Gather each line below that contains the word "cloud", copying every such line in full.

----- INPUT DATA -----

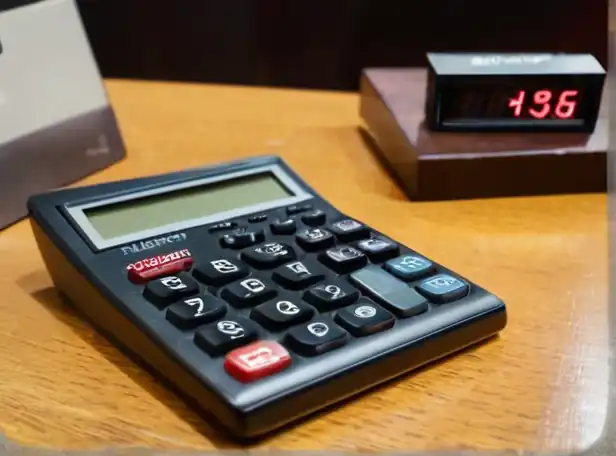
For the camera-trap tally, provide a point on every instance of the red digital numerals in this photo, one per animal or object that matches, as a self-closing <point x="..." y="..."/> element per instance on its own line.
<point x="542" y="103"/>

-----
----- INPUT DATA -----

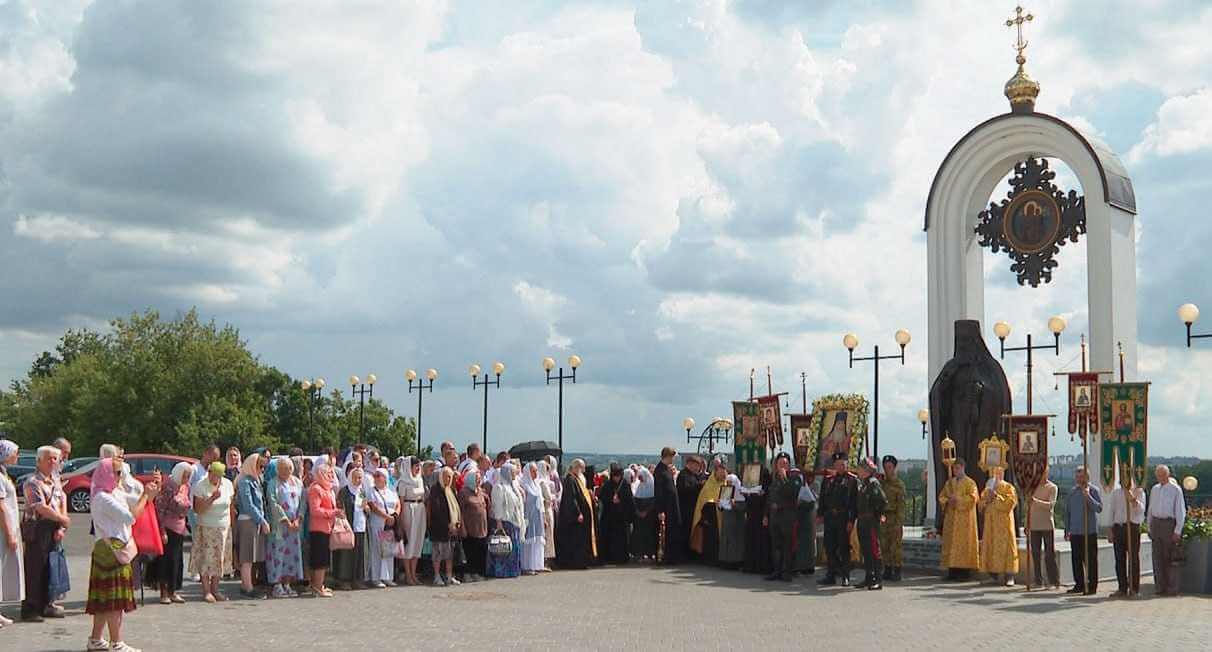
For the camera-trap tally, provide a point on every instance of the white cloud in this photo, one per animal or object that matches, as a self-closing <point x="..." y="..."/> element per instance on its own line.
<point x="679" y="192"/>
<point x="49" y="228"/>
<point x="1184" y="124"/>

-----
----- INPUT DATA -----

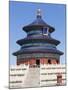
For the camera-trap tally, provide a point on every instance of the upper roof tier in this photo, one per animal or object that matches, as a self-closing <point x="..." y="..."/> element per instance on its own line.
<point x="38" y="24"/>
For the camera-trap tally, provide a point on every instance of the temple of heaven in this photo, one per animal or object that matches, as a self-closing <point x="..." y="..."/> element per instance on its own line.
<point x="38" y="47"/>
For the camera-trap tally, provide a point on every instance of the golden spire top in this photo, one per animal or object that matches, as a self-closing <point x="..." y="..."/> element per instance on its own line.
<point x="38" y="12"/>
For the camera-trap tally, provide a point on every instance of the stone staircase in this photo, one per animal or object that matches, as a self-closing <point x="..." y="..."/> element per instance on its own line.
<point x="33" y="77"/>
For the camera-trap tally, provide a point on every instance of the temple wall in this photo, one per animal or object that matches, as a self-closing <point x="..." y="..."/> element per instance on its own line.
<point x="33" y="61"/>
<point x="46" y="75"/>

-----

ANSWER TO THIS PROBLEM:
For the camera-trap tally, provide a point on every instance of the white cloud in this photo, one per animal or object that matches, as a self-closing <point x="..." y="..."/> element per instance on its own line.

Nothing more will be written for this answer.